**Exercise objective**
Of the lines listed below, return exactly those that run from the line containing "for every instance of the lake, set" through the line containing "for every instance of the foreground", both included.
** Opening Supplied entries block **
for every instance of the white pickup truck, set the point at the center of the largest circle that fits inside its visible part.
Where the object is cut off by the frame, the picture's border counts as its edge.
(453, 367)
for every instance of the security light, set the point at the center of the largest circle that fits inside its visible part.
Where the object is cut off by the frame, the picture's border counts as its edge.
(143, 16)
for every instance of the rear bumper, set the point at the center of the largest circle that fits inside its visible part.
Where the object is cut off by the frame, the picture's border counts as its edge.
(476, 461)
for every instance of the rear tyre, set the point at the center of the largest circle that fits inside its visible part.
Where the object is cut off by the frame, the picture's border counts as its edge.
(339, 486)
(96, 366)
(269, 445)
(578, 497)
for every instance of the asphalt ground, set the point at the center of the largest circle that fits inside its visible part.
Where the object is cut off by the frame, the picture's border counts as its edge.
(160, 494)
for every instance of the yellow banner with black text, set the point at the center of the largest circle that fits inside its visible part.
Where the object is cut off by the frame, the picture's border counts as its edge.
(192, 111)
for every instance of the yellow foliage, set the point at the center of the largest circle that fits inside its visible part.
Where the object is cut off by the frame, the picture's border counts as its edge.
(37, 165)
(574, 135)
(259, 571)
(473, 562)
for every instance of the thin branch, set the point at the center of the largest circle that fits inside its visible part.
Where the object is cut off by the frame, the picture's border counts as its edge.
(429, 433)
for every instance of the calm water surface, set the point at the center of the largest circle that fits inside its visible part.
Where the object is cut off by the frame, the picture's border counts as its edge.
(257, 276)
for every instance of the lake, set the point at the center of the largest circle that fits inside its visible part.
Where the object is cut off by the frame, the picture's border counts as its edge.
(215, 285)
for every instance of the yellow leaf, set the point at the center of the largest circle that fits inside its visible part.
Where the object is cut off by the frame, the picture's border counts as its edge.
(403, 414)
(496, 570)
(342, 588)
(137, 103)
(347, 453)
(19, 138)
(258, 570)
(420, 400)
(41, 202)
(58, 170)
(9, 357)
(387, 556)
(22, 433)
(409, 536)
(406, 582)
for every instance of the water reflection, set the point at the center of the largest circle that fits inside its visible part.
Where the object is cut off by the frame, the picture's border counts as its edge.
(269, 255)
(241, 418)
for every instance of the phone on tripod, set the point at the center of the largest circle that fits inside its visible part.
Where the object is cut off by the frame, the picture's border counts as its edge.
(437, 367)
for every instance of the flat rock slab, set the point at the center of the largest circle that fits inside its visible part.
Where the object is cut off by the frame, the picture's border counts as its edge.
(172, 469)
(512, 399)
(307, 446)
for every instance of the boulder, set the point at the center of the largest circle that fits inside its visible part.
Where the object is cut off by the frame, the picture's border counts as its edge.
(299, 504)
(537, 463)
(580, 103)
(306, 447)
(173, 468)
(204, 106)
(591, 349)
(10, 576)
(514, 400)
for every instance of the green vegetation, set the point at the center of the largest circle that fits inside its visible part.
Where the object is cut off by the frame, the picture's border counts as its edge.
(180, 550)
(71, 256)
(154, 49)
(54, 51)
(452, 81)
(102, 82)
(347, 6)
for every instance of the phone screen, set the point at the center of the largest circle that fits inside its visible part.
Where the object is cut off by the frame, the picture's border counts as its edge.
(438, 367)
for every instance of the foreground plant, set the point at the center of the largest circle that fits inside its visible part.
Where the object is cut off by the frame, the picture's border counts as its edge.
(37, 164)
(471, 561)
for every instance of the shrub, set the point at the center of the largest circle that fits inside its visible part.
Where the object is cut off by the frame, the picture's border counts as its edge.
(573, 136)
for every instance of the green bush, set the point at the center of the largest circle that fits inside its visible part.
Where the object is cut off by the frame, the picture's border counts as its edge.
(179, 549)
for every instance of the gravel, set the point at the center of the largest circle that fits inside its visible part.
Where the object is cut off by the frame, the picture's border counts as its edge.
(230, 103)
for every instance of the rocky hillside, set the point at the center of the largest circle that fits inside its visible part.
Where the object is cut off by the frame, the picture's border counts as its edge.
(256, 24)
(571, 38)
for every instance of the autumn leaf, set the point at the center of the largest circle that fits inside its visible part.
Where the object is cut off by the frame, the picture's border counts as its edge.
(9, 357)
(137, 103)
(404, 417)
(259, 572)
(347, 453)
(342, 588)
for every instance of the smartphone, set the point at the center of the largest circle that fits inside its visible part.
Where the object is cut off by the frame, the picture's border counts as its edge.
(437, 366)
** Closing Supplied entries block **
**Answer area**
for every instance of the lake, set the point at the center of the largest circle that fits inside its visible part.
Where the object is cut off by the frame, the picture's border counts as its edge.
(215, 285)
for every instance of the yellow leaf, set the point at the center of the largest circle that fits inside its visible part.
Where the object is cut off by the frame, the picture's border counts as its edge.
(403, 414)
(496, 570)
(342, 588)
(137, 103)
(347, 453)
(19, 138)
(258, 570)
(420, 400)
(41, 202)
(58, 170)
(9, 357)
(387, 556)
(22, 433)
(409, 536)
(406, 582)
for every instance of the water reflection, set the point at the center of the largest circle that fits inside its visible part.
Where the object is cut off by the frame, the picture's border counts as its edge.
(269, 255)
(241, 418)
for every instance of the phone on tripod, set the point at the center of the largest circle that fits inside its visible part.
Where the object is cut off by the frame, the picture's border counts as its edge.
(437, 367)
for every instance of the flat rock slab, set the point at the center of the largest circle that fits inside its visible part.
Where the object is cut off by the frame, the picture's border counts as its edge.
(172, 469)
(512, 399)
(307, 446)
for every instance of the boulder, set the point at the center of the largest circle that fits inside its visible part.
Where the object is cut off by the frame, the picture's border counts as its edge.
(299, 504)
(537, 463)
(580, 103)
(306, 447)
(173, 468)
(204, 106)
(591, 349)
(10, 576)
(514, 400)
for every instance of the green vegetation, set the point at the center of the largest circle that fits inside its visible part.
Where the object is cut off by the frame, the picture's border counts as its edge.
(180, 550)
(71, 256)
(154, 49)
(54, 51)
(452, 81)
(102, 82)
(347, 6)
for every instance of the phone screen, set the point at the center of the largest circle that fits inside its visible part.
Where the object is cut off by the frame, the picture's border counts as its edge.
(438, 367)
for every instance of the foreground plant, set the point at the center of the largest circle that fits inside its visible part.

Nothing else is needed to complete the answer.